--- BEGIN ---

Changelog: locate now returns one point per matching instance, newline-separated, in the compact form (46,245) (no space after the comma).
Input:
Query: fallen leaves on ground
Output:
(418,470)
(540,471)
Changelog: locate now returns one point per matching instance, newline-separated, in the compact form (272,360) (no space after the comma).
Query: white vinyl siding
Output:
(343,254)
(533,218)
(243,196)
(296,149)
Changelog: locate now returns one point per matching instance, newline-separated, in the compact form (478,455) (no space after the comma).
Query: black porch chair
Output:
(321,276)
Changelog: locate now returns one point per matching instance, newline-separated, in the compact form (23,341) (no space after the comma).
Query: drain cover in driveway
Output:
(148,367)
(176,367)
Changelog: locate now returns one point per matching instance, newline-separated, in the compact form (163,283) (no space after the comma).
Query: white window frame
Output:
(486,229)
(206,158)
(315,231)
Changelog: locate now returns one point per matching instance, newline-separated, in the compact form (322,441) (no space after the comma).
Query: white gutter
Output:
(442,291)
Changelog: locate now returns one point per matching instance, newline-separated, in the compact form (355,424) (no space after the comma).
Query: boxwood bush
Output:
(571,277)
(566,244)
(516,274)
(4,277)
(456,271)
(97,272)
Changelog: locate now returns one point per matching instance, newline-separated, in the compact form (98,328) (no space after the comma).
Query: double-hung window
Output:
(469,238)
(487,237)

--- END ---
--- BEGIN ---

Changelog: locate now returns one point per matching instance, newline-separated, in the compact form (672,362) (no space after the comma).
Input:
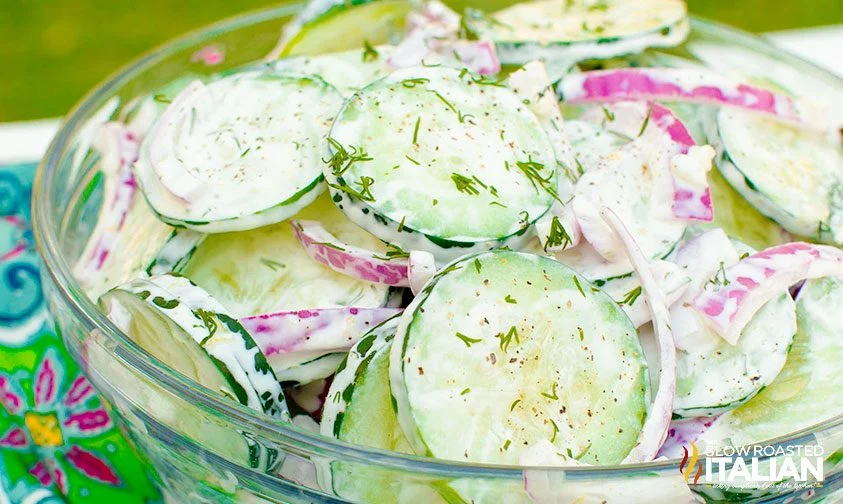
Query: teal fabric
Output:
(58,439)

--- END ---
--- BEGIN ---

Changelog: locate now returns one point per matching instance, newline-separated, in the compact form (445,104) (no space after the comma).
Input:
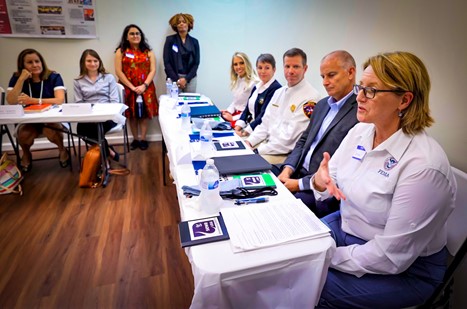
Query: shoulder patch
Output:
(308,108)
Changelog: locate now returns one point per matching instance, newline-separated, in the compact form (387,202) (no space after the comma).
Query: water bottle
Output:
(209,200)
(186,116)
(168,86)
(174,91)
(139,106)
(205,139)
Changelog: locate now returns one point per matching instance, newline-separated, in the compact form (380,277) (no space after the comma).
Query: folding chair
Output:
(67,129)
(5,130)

--- END ---

■ Task to carry out: Return every line of the material above that contains the string "Query", with case taken into account.

■ Output for this exercise:
Query: fallen leaves on ground
Query: white vinyl siding
Query: black porch chair
Query: drain cover in driveway
Query: white window frame
Query: white gutter
Query: boxwood bush
Query: double-hung window
Query: teal fabric
Query: shoulder patch
Query: water bottle
Query: folding chair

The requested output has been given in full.